• **Aufgabe**
Zähle die Zeilen der Auflistung, in denen das Wort „metal“ vorkommt, und nenne nur die Anzahl.

○ ○ ○

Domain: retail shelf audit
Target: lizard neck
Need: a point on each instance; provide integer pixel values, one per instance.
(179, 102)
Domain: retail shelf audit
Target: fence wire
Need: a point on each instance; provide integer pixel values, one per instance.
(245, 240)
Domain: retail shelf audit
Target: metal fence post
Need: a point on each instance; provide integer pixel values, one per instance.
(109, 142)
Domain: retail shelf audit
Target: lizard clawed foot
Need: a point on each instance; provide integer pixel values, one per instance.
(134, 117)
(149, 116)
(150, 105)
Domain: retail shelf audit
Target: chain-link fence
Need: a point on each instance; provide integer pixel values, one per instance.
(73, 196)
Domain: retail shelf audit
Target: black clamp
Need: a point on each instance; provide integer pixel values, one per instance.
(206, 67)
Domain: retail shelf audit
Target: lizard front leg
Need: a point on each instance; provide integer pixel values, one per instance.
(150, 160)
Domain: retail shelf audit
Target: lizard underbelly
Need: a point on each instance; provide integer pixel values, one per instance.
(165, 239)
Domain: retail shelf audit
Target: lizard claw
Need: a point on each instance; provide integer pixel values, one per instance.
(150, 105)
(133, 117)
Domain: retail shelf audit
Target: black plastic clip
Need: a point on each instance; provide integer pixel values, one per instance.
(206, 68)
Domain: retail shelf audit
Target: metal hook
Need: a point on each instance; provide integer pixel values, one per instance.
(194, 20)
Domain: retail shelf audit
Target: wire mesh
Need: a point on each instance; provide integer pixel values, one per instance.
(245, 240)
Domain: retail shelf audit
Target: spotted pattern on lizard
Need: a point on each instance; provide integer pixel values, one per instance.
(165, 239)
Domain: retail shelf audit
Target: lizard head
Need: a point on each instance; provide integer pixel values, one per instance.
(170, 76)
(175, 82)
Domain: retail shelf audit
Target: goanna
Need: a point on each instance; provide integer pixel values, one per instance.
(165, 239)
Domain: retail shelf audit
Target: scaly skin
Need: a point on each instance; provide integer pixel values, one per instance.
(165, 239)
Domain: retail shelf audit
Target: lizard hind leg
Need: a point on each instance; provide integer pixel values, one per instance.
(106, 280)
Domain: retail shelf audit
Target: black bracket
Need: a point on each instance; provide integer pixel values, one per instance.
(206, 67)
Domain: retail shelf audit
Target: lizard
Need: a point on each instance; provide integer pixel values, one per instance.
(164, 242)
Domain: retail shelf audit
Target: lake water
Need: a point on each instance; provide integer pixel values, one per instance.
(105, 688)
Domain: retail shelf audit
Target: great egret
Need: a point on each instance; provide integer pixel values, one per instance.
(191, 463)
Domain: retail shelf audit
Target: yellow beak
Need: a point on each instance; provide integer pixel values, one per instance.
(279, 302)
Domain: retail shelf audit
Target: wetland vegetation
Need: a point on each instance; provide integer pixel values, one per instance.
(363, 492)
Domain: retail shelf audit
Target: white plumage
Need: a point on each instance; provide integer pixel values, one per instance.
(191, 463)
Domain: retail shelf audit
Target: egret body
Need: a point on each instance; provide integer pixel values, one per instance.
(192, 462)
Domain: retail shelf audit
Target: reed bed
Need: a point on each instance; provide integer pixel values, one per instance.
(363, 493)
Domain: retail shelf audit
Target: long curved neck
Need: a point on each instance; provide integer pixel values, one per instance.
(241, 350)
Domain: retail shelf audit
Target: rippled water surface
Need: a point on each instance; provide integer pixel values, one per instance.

○ ○ ○

• **Lösung**
2